### JOB 1
Using the financial report excerpt, decide whether each statement agrees with it. Answer yes or no for each, and quote the words that settle it.
(a) Cost of revenues rose during the six months ended June 30, 2025.
(b) Member growth has generally been greatest from October through February.
(c) The seasonal pattern in members produces a matching seasonal pattern in net revenue.
### JOB 2
Answer these questions from the financial report excerpt:
(a) What was the gross profit margin for the six months ended June 30, 2025?
(b) What primarily drove the rise in selling and operating expenses for the six months ended June 30, 2025?
(c) During which months has member growth been slowest?
### JOB 3
Write out the part of the financial report excerpt that opens with the words containing "Selling and operating expenses." and closes with "83.1% for the six months ended June 30, 2024.".

### TEXT PASSAGE
──────

Corporate, general and administration expenses. Corporate, general and administration expenses increased $0.9 million to $2.9 million for three months ended June 30, 2025 from $2.0 million for three months ended June 30, 2024. As a percentage of net revenues, these expenses increased to 11.8% for the three months ended June 30, 2025 from 9.1% for the three months ended June 30, 2024.

Six months ended June 30, 2025 compared to six months ended June 30, 2024

Revenues, net. Revenues increased $5.3 million, or 12.3%, to $48.5 million during the six months ended June 30, 2025 compared to $43.2 million during the six months ended June 30, 2024. This was primarily driven by an increase in member count as well as improvements in ARPU due to an increase in prices.

Cost of revenues. Cost of revenues decreased $0.3 million or 4.6% to $6.2 million during the six months ended June 30, 2025, compared to $6.5 million during the six months ended June 30, 2024, which primarily relates to the increase in revenues and revenue mix, offset by a one-time adjustment in royalty expense. Gross profit margin increased during the six months ended June 30, 2025, to 87.2% from 84.9% for the six months ended June 30, 2024 primarily due to improvements in ARPU and the one-time adjustment in royalty expense.

Selling and operating expenses. Selling and operating expenses increased $4.8 million, or 13.4%, to $40.7 million during the six months ended June 30, 2025, compared to $35.9 million for the six months ended June 30, 2024, driven primarily by an increase in marketing expense. As a percentage of net revenues, selling and operating expenses increased to 83.9% for the six months ended June 30, 2025 compared to 83.1% for the six months ended June 30, 2024.

Corporate, general and administration expenses. Corporate, general and administration expenses increased $1.2 million, or 33.3% to $4.8 million for the six months ended June 30, 2025 from $3.6 million for the six months ended June 30, 2024. As a percentage of net revenues, these expenses increased to 9.9% for the six months ended June 30, 2025 from 8.4% for the six months ended June 30, 2024.

Seasonality

Our member base reflects seasonal variations driven primarily by periods when consumers typically spend more time indoors and, as a result, tend to increase their viewing, similar to those of traditional TV and cable networks. We have generally experienced the greatest member growth in the fourth and first quarters (October through February), and slowest during May through August. This drives quarterly variations in our spending on member acquisition efforts and the number of net new subscribers we add each quarter but does not result in a corresponding seasonality in net revenue. As we continue to expand internationally, we expect regional seasonality trends to demonstrate more predictable seasonal patterns as our service offering in each market becomes more established and we have a longer history to assess such patterns.

Liquidity and Capital Resources

Our capital needs arise from working capital required to fund operations, capital expenditures related to acquisition and development of media content, development and marketing of our digital platforms, acquisitions of new businesses and other investments, replacements, expansions and improvements to our infrastructure, and future growth. These capital requirements depend on numerous factors, including the rate of market acceptance of our offerings, our ability to expand our customer base, the cost of ongoing upgrades to our offerings, our expenditures for marketing, and other factors. Additionally, we will continue to pursue opportunities to expand our media libraries, evaluate possible investments in businesses and technologies, and increase our marketing programs as needed.

──────

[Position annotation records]

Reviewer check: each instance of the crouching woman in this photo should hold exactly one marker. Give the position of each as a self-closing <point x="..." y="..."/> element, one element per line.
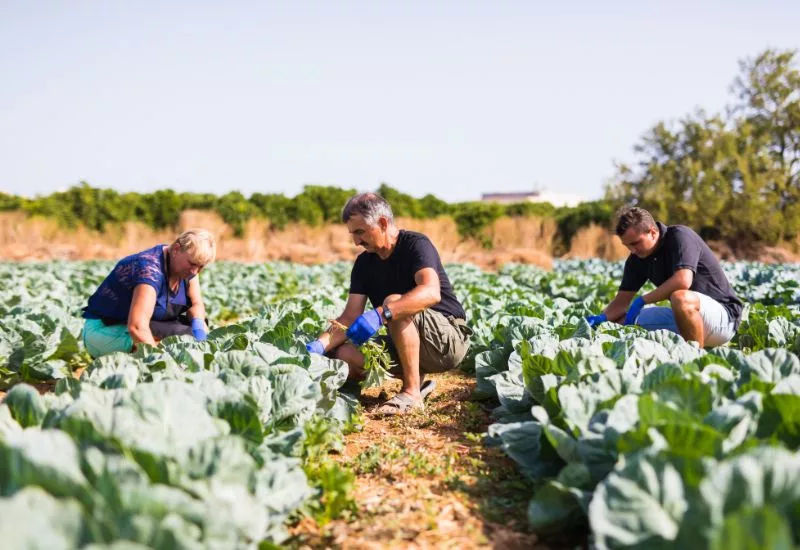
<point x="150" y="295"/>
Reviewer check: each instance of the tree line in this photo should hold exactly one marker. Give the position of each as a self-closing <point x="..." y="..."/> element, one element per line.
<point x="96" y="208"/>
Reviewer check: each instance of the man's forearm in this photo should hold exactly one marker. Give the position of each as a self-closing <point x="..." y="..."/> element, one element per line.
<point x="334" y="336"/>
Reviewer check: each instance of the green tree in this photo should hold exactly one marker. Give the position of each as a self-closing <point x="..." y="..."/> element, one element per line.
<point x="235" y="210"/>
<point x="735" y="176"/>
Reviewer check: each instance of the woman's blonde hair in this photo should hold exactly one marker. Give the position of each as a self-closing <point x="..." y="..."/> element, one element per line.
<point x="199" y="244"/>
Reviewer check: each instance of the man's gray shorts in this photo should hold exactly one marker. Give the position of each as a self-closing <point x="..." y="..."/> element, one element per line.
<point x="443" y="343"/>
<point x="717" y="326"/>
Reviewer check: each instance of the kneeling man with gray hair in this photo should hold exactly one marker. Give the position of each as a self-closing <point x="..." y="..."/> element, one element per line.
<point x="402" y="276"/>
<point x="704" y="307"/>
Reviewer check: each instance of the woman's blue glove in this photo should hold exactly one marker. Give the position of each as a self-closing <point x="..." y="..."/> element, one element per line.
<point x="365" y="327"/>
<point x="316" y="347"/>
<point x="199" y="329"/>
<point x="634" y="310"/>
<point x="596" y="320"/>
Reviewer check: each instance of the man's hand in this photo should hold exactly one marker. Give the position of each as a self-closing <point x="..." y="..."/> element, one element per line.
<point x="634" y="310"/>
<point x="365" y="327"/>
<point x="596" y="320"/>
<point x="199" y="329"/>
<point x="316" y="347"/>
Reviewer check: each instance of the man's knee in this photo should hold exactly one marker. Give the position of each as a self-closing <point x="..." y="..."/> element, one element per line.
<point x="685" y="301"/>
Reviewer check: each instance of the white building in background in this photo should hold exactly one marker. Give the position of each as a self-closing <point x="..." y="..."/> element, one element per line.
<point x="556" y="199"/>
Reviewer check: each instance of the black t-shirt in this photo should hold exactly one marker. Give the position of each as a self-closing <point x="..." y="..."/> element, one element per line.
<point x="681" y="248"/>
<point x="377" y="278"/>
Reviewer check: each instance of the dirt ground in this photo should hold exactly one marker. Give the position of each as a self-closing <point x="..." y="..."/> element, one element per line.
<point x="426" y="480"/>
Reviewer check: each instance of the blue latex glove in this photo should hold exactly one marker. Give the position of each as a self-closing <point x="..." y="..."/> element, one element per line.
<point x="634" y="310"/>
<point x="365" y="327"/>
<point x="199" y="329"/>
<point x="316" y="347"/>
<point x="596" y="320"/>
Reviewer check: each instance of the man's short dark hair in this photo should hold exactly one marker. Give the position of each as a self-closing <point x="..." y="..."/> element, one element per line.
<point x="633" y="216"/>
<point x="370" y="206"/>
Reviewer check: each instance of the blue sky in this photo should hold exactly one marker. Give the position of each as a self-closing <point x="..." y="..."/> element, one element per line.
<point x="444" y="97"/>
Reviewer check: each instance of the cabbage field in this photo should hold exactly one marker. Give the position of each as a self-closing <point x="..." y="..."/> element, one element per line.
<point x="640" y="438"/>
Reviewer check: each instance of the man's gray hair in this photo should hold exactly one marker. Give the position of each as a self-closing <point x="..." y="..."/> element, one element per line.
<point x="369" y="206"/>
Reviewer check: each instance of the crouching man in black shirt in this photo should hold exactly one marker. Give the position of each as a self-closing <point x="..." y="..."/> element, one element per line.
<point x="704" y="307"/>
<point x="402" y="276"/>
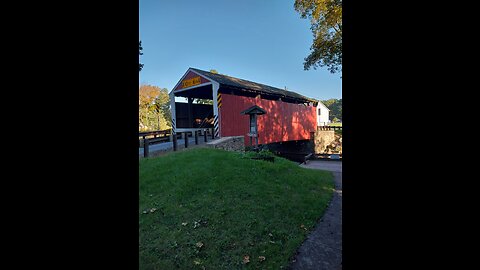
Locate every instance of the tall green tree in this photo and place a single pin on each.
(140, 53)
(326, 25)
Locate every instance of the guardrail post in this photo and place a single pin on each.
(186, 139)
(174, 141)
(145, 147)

──────

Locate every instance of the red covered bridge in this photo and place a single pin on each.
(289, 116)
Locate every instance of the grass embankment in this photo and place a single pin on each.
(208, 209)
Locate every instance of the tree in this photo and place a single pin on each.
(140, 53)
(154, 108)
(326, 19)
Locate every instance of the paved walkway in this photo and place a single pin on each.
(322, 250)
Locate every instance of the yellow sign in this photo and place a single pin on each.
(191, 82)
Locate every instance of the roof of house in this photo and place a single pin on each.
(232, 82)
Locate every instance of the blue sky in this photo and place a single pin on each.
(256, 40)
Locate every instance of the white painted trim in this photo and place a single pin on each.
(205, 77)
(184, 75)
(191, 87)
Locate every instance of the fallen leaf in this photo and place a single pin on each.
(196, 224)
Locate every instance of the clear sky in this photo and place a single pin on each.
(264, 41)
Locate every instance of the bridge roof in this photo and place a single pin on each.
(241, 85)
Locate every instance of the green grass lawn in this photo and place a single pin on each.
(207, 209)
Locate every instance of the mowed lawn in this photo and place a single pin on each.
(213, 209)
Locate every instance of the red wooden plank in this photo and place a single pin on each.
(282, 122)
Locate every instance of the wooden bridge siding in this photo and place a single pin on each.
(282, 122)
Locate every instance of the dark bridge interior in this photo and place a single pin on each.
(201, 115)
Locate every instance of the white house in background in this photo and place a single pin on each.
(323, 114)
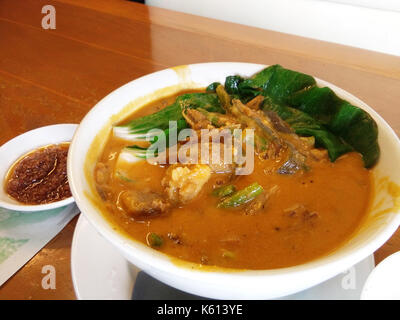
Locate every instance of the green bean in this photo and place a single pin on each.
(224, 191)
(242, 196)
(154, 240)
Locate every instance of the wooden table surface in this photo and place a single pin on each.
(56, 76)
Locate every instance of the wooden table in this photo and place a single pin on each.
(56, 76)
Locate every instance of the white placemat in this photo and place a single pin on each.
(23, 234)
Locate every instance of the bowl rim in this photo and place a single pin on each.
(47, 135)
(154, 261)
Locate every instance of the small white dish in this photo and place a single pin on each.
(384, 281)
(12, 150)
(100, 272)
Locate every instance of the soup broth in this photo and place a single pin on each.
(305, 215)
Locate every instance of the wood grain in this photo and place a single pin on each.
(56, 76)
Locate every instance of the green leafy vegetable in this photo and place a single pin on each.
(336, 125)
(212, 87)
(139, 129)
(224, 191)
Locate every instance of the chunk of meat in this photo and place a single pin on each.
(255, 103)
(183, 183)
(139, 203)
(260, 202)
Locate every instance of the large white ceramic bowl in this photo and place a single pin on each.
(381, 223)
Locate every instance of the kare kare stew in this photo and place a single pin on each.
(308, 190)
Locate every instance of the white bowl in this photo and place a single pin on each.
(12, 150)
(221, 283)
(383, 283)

──────

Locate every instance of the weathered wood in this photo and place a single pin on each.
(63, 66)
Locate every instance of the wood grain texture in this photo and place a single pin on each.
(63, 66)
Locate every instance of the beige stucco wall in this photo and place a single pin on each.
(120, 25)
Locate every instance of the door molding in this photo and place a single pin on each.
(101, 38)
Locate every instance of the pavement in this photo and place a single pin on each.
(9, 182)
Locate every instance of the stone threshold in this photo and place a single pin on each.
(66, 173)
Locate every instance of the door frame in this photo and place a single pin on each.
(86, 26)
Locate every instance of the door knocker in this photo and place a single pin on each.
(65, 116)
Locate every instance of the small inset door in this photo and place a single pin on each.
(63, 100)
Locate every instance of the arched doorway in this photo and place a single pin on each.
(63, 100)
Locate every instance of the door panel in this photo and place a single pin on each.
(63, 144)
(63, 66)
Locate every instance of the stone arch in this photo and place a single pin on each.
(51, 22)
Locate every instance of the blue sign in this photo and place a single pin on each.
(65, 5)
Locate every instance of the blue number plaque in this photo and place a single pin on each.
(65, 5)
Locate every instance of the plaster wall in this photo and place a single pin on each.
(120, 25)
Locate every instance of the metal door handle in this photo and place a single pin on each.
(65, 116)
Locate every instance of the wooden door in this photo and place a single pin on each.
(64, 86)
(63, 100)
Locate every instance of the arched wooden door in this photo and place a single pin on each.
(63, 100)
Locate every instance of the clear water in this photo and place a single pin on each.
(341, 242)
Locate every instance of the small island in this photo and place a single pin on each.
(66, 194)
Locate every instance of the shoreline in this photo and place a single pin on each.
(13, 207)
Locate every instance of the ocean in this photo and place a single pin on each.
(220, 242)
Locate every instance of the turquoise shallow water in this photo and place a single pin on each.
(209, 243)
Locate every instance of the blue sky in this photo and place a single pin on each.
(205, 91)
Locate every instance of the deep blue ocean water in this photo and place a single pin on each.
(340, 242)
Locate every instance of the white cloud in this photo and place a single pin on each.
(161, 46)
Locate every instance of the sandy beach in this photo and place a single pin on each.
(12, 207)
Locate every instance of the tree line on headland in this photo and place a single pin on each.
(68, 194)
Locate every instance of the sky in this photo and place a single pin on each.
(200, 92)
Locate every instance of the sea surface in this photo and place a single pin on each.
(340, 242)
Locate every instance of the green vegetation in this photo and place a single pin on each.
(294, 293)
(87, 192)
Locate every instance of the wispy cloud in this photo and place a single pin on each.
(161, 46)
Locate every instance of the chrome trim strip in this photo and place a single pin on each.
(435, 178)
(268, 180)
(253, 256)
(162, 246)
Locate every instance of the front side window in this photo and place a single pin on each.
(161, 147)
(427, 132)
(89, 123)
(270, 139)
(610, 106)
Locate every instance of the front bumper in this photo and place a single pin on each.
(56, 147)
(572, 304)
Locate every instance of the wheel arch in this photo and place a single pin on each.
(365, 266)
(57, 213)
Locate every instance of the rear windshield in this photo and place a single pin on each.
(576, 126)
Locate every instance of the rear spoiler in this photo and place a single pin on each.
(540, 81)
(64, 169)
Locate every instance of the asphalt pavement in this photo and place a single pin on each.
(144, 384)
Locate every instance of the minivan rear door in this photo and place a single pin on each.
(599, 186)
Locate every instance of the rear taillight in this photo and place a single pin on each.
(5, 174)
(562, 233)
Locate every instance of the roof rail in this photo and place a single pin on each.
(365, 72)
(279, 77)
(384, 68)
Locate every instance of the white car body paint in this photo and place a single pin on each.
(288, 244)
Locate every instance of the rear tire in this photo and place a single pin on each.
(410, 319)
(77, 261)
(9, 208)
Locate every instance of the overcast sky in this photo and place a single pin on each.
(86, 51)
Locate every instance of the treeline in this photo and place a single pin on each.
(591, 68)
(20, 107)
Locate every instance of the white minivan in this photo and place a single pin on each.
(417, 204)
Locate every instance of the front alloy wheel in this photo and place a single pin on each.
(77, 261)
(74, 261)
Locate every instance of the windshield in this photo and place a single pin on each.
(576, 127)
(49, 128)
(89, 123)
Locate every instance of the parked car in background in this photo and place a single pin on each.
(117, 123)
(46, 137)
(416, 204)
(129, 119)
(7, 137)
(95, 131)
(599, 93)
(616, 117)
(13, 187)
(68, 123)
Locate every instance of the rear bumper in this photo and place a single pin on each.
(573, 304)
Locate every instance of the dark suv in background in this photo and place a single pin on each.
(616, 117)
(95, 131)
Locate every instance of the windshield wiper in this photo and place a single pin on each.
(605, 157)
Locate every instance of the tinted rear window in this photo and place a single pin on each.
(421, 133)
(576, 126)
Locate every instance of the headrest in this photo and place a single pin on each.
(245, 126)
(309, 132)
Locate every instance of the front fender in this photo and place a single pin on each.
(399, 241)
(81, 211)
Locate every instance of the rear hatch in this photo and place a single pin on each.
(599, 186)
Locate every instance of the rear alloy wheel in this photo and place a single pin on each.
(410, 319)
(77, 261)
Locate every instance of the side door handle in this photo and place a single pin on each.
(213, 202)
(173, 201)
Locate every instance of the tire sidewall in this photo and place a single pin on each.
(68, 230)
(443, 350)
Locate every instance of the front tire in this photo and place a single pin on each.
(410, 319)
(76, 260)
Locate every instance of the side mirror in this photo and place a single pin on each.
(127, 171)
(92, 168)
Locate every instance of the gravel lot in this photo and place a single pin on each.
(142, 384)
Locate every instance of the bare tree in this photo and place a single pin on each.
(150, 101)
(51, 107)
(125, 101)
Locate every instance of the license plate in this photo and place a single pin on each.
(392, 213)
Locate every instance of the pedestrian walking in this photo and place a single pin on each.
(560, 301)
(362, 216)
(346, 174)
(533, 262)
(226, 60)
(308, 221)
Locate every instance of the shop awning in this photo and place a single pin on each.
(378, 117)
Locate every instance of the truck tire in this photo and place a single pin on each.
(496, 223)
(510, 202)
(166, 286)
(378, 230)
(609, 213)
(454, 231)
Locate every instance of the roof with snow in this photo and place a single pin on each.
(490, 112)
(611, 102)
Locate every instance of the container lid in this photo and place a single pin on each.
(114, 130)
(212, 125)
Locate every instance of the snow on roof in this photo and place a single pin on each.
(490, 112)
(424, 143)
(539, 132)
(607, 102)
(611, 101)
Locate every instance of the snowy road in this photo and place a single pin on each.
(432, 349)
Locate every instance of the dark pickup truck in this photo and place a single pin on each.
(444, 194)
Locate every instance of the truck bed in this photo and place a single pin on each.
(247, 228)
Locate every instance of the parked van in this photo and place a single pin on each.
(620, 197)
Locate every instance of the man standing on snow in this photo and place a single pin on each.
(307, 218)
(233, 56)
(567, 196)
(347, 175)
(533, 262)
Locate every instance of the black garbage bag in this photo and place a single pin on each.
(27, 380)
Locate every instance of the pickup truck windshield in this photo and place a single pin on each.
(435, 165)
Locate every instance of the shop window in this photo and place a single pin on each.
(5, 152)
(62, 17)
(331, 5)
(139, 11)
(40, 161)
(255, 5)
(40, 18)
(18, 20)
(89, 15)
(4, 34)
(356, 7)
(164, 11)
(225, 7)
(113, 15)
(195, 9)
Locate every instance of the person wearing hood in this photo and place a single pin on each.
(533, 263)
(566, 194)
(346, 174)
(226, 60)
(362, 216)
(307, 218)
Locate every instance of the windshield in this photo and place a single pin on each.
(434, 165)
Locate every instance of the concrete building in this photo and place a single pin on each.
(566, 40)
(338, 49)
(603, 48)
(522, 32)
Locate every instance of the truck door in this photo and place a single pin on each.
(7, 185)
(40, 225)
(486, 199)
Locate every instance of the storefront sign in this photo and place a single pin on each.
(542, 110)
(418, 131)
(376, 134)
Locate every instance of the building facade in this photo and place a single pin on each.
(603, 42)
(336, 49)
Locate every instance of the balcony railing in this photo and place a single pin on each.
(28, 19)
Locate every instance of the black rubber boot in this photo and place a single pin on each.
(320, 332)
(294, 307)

──────

### WRITTEN REPLY 1
(a) No: "Cost of revenues decreased $0.3 million or 4.6% to $6.2 million during the six months ended June 30, 2025"
(b) Yes: "We have generally experienced the greatest member growth in the fourth and first quarters (October through February)"
(c) No: "does not result in a corresponding seasonality in net revenue"

### WRITTEN REPLY 2
(a) 87.2%
(b) An increase in marketing expense
(c) May through August

### WRITTEN REPLY 3
Selling and operating expenses. Selling and operating expenses increased $4.8 million, or 13.4%, to $40.7 million during the six months ended June 30, 2025, compared to $35.9 million for the six months ended June 30, 2024, driven primarily by an increase in marketing expense. As a percentage of net revenues, selling and operating expenses increased to 83.9% for the six months ended June 30, 2025 compared to 83.1% for the six months ended June 30, 2024.